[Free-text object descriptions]
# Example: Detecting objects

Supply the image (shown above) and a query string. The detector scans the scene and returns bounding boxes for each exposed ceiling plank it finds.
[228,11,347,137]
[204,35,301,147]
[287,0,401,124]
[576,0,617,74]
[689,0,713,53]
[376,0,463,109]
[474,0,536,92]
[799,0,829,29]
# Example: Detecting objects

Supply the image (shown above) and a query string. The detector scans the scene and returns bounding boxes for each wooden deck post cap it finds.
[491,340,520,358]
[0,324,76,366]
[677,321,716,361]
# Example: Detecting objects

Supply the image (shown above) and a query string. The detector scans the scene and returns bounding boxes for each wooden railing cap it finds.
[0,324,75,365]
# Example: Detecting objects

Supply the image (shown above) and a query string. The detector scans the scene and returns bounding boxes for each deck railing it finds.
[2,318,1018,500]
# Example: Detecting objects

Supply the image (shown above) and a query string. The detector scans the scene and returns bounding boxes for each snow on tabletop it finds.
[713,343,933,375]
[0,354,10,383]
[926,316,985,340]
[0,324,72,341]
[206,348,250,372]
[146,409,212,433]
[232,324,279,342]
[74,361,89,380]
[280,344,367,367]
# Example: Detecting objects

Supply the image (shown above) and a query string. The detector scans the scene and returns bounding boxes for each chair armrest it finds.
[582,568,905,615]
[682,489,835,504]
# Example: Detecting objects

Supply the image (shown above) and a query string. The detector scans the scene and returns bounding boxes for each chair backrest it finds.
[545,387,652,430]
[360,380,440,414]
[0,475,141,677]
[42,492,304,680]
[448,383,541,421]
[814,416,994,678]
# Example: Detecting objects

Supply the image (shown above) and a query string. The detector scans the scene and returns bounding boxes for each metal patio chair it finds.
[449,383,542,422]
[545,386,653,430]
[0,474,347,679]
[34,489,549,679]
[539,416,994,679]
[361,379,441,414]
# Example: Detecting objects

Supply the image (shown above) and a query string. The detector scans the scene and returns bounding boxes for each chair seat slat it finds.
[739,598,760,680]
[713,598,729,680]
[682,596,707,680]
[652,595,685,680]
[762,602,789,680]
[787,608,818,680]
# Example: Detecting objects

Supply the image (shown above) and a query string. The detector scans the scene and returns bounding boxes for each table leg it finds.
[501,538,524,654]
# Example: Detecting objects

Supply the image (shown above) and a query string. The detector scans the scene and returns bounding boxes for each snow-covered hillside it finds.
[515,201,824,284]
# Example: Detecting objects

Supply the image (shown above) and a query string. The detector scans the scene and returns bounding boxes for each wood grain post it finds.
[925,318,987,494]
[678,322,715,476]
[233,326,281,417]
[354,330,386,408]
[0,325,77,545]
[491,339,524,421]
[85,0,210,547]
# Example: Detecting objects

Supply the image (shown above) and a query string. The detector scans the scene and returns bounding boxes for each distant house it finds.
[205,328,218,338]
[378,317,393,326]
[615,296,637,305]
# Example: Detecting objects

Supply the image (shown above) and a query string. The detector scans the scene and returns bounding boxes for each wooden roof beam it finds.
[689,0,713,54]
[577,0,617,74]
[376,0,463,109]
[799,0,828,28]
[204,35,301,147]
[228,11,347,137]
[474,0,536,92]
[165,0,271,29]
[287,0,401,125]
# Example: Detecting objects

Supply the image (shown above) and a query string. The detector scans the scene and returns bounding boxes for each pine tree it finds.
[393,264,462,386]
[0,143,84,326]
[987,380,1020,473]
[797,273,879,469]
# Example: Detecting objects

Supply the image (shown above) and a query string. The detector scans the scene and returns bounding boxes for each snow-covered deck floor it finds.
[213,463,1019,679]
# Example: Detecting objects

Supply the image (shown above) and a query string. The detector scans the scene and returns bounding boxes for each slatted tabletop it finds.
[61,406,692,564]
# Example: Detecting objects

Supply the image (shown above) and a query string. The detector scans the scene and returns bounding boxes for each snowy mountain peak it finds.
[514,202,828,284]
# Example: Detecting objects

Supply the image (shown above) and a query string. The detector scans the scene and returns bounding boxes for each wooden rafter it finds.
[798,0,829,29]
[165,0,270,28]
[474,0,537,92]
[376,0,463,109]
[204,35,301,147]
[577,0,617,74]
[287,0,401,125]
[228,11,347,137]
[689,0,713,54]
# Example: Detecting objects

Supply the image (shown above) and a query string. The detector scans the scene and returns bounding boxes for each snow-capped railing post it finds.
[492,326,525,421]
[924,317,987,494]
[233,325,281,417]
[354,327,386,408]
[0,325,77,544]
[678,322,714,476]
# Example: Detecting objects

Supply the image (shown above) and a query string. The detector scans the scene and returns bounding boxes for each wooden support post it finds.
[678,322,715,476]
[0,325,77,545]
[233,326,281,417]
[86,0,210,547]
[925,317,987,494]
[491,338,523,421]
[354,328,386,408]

What you have to do: What you return must match the entries exactly, word for word.

Task answer:
# Example: Detecting objects

Supply the image (shown above) and a query string. The detector scans the scene and returns bounding boxes for each exposed ceiling plank it finds.
[228,11,347,137]
[204,35,301,147]
[287,0,401,124]
[576,0,617,74]
[689,0,713,53]
[376,0,463,109]
[474,0,536,92]
[799,0,829,29]
# Example: Detecting objects

Supply the image (shown above) and a query string. The detector scans the scene and returns bounding boxes for each wooden deck post cap it finds.
[491,340,520,358]
[0,324,76,366]
[677,321,716,361]
# Example: Detecting objects

Supply the image (shown above) and a query string. The detector scans the scene and returns bounding boxes for each wooden railing cap it finds.
[0,324,75,365]
# Example: Detecting objects

Supply the image (shown above) and a query string. The detector scans the scene and returns bounding boxes for each deck railing it finds.
[2,318,1018,500]
# Example: Detecting objects

Supply the image (shown above) and a query string. The detector scans the scene and returns bounding boxes for each snow on tabletop it finds.
[713,343,933,375]
[0,354,10,383]
[926,316,985,340]
[0,324,72,341]
[206,348,250,372]
[146,409,212,433]
[232,324,279,342]
[74,361,89,380]
[280,344,367,367]
# Example: Detecting objects

Supply the image (shown above) and a query string. The detector scans the scene and returns bounding boxes for each chair armrest it finds.
[582,568,905,615]
[682,489,835,504]
# Example: Detecting objects

Supply the image (shown above) and a query string. The detector scans the scene and returns bounding boxes for each chair backrest it finds.
[545,387,652,430]
[360,380,440,414]
[0,475,141,677]
[42,492,304,680]
[448,383,541,421]
[814,416,994,678]
# Example: Detecting objects

Supply the image (shown above) and a query string. The detector scans the scene and returns bounding boxes for each metal patio chair it finds.
[449,383,542,422]
[545,386,653,430]
[0,474,347,679]
[34,489,549,679]
[539,416,994,679]
[361,379,441,414]
# Example: Detecting objects

Supply the image (shown above) and a query string. The detector scans the scene and returns bounding boxes for each chair seat slat it finds.
[739,598,760,680]
[713,598,729,680]
[682,596,707,680]
[652,595,685,680]
[762,602,789,680]
[787,608,818,680]
# Example: Detecting objects

Supply the image (shown above) and a query string. The detector scans the scene and returns bounding boxes for each table leg it finds.
[501,538,524,654]
# Example: Detecting objects

Supply the image (shown above) and a query string. The detector scans the scene and returns bounding boxes for each snow-covered hillside it finds.
[515,201,824,284]
# Example: Detecting objects

Supply the image (shown above) and a query string. The detector scans the scene and returns bounding boxes for each wood grain post it finds.
[925,318,987,494]
[678,322,715,476]
[233,326,281,417]
[354,330,386,408]
[0,325,77,545]
[491,339,524,421]
[85,0,210,547]
# Example: Detecting objects

Supply the image (shown above) and a query string. The detector scans the scene and returns bounding boxes for each distant house it finds.
[205,328,218,338]
[378,317,393,326]
[615,296,637,305]
# Example: Detecting objects

Supply the image (shown above) and a query string. The detector scans the scene and returns bounding boxes for each wooden roof beam it finds.
[689,0,713,54]
[577,0,617,74]
[376,0,463,109]
[799,0,828,28]
[204,35,301,147]
[228,11,347,137]
[474,0,536,92]
[165,0,271,29]
[287,0,401,125]
# Example: Detecting objects

Supply the image (shown above) and a query string. The detector scans the scene and returns bounding boxes for each pine tree it finds.
[393,264,462,386]
[0,143,84,326]
[987,380,1020,473]
[797,273,879,469]
# Example: Detecting objects

Supply the image (shown above) and a query string. The detector scans the scene and returns bounding boxes for each snow-covered deck floor it finds.
[213,463,1019,679]
# Example: Detecting objects

Supply the image (shown above) and a query string. The detector scans the scene and returns bounding boxes for each slatted tabletop it finds.
[61,406,692,564]
# Example: Detecting objects

Supply the image (shown above) and a query string. The detector scans the scene and returns bounding boxes for each snowy mountain peak it finds.
[514,202,828,284]
# Example: Detecting objects

Supply the image (shown above) and a query string. The detector scans the scene and returns bounding boxes for each wooden rafter it finds.
[798,0,829,29]
[165,0,270,28]
[474,0,537,92]
[376,0,463,109]
[204,35,301,147]
[577,0,617,74]
[287,0,401,125]
[228,11,347,137]
[689,0,713,54]
# Example: Detecting objects

Supply the image (shown above) and a query string. The detector scans the scene and returns bounding boxes for each snow-capped railing post it finds.
[492,326,525,421]
[924,317,987,494]
[233,325,281,417]
[354,327,386,408]
[0,325,77,544]
[678,322,714,476]
# Example: Detecting objects

Supply the image (shown above) and a query string. The detector scans the scene and returns bounding boxes for each wooden support post it finds.
[678,322,715,476]
[0,325,77,545]
[233,326,281,417]
[86,0,210,547]
[925,317,987,494]
[491,338,523,421]
[354,328,386,408]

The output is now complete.